::: Task inputs :::

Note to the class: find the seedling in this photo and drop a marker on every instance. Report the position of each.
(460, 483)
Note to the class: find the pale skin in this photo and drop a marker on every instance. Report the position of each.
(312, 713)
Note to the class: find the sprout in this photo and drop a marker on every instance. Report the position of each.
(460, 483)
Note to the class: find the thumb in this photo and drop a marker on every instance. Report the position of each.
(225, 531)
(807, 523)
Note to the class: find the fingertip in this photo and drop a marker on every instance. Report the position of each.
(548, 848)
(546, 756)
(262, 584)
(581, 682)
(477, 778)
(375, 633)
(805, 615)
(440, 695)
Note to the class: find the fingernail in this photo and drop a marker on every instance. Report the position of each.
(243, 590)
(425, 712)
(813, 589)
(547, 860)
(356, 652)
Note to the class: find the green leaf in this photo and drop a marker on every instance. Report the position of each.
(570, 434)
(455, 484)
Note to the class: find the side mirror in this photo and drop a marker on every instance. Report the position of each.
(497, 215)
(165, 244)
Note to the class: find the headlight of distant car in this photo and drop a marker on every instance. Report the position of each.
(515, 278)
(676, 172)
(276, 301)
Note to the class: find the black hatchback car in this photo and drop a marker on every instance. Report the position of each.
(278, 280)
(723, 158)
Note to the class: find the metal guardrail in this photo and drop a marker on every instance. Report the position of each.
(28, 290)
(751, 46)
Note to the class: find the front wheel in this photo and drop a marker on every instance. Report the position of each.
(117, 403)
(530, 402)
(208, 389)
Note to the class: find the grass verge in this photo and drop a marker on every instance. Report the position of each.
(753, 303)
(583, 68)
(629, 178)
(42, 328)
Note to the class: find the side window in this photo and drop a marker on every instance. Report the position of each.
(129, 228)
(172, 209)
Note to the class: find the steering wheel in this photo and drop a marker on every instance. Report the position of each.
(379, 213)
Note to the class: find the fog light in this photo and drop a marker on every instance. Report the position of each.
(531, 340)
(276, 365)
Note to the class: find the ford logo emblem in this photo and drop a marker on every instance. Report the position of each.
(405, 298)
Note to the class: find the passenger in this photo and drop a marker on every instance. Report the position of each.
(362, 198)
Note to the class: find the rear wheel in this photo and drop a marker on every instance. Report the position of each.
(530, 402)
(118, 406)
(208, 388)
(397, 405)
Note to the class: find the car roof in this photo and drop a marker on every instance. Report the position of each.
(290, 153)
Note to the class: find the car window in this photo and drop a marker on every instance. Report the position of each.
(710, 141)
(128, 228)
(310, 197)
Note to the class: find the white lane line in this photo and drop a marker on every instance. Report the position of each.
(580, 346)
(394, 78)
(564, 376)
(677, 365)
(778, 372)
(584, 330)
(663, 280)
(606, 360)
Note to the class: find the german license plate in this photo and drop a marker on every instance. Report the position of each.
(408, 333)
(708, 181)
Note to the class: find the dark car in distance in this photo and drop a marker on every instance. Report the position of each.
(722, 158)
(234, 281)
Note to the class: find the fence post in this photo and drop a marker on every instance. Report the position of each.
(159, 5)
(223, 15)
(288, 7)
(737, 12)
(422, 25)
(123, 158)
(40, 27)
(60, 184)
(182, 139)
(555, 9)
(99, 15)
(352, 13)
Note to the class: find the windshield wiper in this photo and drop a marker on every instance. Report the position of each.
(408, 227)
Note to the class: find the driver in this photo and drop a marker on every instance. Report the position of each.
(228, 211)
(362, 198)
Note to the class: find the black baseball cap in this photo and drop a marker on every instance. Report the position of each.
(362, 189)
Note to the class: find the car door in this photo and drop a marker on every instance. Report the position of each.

:::

• Work to complete
Rewrite the records from the line containing "Note to the class: find the dark" through the end of the records, including both ends and keeping every request line, with each point coordinate multiplied by 2.05 and rounded to a whole number, halves rounded up.

• Response
Note to the class: find the dark car in distance in this photo and drop a marker on every instance. Report the position of each.
(1480, 324)
(480, 576)
Note to the class: find the fence post in this photo and drop a marker on every instance. Report the position of each.
(326, 10)
(457, 31)
(590, 14)
(1511, 25)
(865, 51)
(252, 324)
(82, 55)
(123, 377)
(373, 285)
(1138, 18)
(203, 31)
(722, 27)
Note to the class: find the windshield wiper in this photo and drop a marker on every instance. Report the position of each.
(836, 465)
Note to the class: find the driver in this photo and drop a marker on every instance. Report the position of each.
(467, 433)
(742, 406)
Note to the class: find the black baseball cap in this photo and drop a marker on every instance. Report the position of each.
(742, 387)
Note to the class: find the car door in this photo and drop a marker on every instance. Report the position of each.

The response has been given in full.